START EXCERPTED PASSAGE

XDG Technologies won first place in the Miami Herald Business Plan Challenge’s FIU Track.

“When you see a simple, elegant solution to health issues that affect millions of people worldwide, you have to take notice,” said John Fleming of Biztegra and a Challenge judge. “The XDG device could greatly improve the standard of care for children born with extra fingers or toes and for people suffering with skin tags. The company’s founders demonstrate the ingenuity and passion for creating products that can positively change people’s lives.”

Using local anesthetic and aseptic, the medical professional uses both stainless steel reusable clamps and disposable plastic clamps to remove extra digits and skin tags — extra clumps of skin that grow on the body — in 10 minutes. A high-compression procedure fuses the skin together so there is no need for sutures or further treatment.

“There was no blood, no irritability, and [my son] didn’t even cry,” Pelegrin said. “He healed beautifully, and today there is zero sensitivity.”

Polydactyly occurs in about one in every 143 newborns in the United States — more than 20,000 cases annually — according to Roig, medical director of neonatal intensive care at Munroe Regional Medical Center. He said these babies become “hot potatoes.”

END EXCERPTED PASSAGE
START DATA RECORDS

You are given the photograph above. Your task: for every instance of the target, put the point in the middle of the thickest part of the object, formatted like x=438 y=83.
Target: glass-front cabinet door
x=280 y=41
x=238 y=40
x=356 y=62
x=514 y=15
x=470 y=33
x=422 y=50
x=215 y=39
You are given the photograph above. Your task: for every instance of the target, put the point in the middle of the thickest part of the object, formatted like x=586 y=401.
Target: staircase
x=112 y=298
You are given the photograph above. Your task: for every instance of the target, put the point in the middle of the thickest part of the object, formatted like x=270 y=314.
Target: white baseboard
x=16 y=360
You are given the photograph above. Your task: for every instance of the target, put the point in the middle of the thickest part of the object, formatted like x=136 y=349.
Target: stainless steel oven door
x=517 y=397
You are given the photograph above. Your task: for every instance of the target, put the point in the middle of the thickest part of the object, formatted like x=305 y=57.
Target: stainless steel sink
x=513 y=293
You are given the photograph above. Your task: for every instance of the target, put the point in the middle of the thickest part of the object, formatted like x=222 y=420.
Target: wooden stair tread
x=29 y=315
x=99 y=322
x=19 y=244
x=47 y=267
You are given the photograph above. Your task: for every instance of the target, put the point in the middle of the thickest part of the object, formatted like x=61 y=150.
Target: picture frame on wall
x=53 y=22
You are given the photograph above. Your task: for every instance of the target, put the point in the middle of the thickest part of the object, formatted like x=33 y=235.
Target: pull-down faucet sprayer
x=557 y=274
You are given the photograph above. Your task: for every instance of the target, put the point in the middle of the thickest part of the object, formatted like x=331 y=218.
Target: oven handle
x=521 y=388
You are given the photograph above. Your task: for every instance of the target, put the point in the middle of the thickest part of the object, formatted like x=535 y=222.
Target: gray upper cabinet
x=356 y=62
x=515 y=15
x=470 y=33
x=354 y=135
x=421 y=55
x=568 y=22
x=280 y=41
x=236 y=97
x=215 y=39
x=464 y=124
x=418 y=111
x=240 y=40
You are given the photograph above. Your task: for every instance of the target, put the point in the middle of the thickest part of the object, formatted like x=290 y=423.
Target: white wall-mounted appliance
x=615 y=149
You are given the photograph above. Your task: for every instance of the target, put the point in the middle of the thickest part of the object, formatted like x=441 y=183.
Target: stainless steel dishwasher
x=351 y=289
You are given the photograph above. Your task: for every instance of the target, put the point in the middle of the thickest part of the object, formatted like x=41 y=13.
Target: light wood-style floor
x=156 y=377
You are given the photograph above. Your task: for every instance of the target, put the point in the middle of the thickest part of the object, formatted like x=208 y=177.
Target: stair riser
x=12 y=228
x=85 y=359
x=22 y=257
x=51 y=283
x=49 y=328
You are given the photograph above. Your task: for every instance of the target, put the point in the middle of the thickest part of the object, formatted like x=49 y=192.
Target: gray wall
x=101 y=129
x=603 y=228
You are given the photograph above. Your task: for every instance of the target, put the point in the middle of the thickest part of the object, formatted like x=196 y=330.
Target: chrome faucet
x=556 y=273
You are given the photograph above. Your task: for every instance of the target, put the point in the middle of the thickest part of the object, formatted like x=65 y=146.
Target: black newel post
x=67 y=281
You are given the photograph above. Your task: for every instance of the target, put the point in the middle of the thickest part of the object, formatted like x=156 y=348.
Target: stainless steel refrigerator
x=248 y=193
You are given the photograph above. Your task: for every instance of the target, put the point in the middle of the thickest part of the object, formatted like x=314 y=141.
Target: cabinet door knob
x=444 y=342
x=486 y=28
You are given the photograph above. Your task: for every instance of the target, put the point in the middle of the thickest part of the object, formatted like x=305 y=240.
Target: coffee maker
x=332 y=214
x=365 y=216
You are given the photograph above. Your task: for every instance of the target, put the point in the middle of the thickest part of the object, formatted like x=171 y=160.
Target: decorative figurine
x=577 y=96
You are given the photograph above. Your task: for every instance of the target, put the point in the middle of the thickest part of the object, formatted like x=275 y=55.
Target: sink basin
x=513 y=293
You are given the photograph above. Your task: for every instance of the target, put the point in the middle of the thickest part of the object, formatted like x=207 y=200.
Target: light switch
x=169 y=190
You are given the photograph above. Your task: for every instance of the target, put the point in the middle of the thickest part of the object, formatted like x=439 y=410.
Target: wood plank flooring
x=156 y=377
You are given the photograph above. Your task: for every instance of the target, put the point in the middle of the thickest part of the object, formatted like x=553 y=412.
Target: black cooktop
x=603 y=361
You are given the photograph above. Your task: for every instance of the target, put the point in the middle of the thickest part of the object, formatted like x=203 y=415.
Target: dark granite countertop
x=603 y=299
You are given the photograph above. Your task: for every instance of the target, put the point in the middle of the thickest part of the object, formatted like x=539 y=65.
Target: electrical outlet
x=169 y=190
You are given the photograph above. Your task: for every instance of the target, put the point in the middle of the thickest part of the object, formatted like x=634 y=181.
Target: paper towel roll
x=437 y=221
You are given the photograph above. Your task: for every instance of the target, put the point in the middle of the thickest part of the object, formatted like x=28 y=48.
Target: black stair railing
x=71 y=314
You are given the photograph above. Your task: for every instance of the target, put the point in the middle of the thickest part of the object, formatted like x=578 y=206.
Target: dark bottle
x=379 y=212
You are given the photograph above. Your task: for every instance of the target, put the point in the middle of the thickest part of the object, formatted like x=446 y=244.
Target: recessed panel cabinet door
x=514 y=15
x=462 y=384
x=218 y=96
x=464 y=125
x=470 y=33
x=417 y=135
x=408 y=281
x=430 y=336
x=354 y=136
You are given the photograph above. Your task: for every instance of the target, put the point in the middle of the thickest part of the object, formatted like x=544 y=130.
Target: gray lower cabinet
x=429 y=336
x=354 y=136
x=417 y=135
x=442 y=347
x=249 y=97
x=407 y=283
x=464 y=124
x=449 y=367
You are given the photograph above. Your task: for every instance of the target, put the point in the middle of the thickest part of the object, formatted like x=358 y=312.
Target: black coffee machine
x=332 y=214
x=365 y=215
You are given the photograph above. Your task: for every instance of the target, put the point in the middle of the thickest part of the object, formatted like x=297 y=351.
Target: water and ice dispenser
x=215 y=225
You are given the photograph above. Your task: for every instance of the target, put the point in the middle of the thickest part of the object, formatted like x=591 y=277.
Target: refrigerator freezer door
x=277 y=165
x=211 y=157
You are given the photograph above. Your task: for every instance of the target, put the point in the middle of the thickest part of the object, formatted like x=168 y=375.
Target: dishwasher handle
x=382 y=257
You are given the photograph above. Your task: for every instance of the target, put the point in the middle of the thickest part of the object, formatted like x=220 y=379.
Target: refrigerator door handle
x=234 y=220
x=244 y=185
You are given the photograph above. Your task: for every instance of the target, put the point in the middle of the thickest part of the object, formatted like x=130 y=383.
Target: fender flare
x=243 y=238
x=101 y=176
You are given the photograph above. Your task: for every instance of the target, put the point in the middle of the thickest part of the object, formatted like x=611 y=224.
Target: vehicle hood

END DATA RECORDS

> _WHAT THE EXERCISE ASKS_: Could you continue the article about XDG Technologies and its device for removing extra digits and skin tags, starting right after its last sentence?

> _REPLY_:
“The pediatricians become insecure in dealing with these babies,” Roig said. “With the string method, the babies will cry and the procedure isn’t uniform. The string can be tied too tight or too loose, and there’s typically a poor outcome. Pediatricians are just as uncomfortable performing the procedure as the parents are having their babies undergo it.”

Roig thinks the clamp will empower primary doctors to perform the procedure and eliminate complications like sensitive scarring and neuromas that can be difficult and expensive to treat in the future.

Though the string method gets a 75 percent success rate, Roig says that figure is high because complications are underreported.

“These people live with discomfort the rest of their lives because they don’t know there’s any other option,” Roig said. “They’ve settled for a life that’s less than great.”

Roig, who is also an associate professor of medicine at the University of Florida’s Department of Pediatrics’ Division of Neonatology, uses the clamp at both UF’s Health Science Center’s Shands Hospital in Gainesville and Munroe Regional Medical Center.

He has performed about a hundred procedures, which have all been successful, he said.

XDG is working to publish a new standard of care for polydactyly and develop webinars and a mobile app to train nurses, midwives, pediatricians, family practitioners and dermatologists to use the clamp.

It also plans to capitalize on skin tag removal — a commercial tactic.

“We want to get this into the hands of doctors as soon as we can,” said Hondal, founder and principal of CMH Advisors LLC, who received his master’s in accounting from FIU. “Skin tag removal is a much broader market and will add value to our company so that we can support our efforts to treat polydactyly,” he said.

Skin tags occur in about 46 percent of the adult population, according to Roig.

Like polydactyly, removal can involve pain, bleeding, scarring and multiple office visits. The clamp can remove a skin tag in 10 minutes without these complications.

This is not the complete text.